In the records below, find the line containing "of the metal"; restate it and every later line word for word, through the last.

## [RECORDS FOR THE TASK]
/---

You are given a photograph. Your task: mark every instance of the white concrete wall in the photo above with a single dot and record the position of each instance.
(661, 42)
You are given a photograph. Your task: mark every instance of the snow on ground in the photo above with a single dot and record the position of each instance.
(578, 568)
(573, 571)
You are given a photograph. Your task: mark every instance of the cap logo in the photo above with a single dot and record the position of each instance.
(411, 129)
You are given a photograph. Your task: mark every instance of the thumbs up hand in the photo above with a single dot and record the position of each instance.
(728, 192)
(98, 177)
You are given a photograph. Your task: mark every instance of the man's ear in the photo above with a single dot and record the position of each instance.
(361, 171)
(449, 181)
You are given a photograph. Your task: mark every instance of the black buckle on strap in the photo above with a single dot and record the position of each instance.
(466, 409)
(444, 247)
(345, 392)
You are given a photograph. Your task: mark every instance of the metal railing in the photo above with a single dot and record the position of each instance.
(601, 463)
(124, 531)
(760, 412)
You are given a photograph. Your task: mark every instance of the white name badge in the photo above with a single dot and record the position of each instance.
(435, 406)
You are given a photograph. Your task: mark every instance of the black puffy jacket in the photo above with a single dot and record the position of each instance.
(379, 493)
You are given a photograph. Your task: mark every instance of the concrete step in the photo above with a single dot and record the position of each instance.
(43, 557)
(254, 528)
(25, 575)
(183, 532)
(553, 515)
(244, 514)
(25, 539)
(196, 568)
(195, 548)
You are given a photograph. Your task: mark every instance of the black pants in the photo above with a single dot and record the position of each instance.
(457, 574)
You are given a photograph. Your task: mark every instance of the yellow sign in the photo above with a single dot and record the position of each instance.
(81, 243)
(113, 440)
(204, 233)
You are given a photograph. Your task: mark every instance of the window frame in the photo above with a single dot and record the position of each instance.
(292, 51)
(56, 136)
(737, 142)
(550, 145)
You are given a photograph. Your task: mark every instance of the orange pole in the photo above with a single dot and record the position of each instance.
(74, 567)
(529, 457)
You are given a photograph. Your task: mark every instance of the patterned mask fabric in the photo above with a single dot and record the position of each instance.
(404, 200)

\---

## [ANSWER SECTION]
You are given a photograph. Your task: mark every instance of the metal railing in the photo above with a single dot and record the position of each instance.
(601, 463)
(124, 531)
(760, 412)
You are given a photograph. Your task: mark every instance of the white name badge in the photo above with a single dot and record the position of each instance.
(435, 406)
You are given a photograph. Your task: mark every instance of the black puffy jacket in the photo above with a single dot and record the position of each instance.
(379, 493)
You are given a photograph. Your task: mark every instance of the concrete step in the photo above with a single dot and record the position of each instance.
(43, 557)
(254, 528)
(25, 575)
(183, 532)
(553, 515)
(244, 514)
(25, 539)
(196, 568)
(195, 548)
You are given a photograph. Your task: mark every instance of the black pants in the photo above with a single dot and record the position of each instance.
(457, 574)
You are given a photograph. Your task: mark every instance of the yellow sign in the photo above with a single dot and record the position of each instance.
(81, 243)
(113, 440)
(204, 233)
You are given a photograph. Your task: mark every instance of the window frame in the photo above with a single dot and record the position of each instance.
(292, 51)
(56, 136)
(737, 142)
(550, 145)
You are given a photograph. Your task: mark every instance of the orange pole in the photo above with a single dot and record the position of each instance.
(74, 567)
(529, 457)
You are given a photograph. Your task: mark every instance of the patterned mask fabric in the photo above with a single dot and record the position of each instance.
(404, 200)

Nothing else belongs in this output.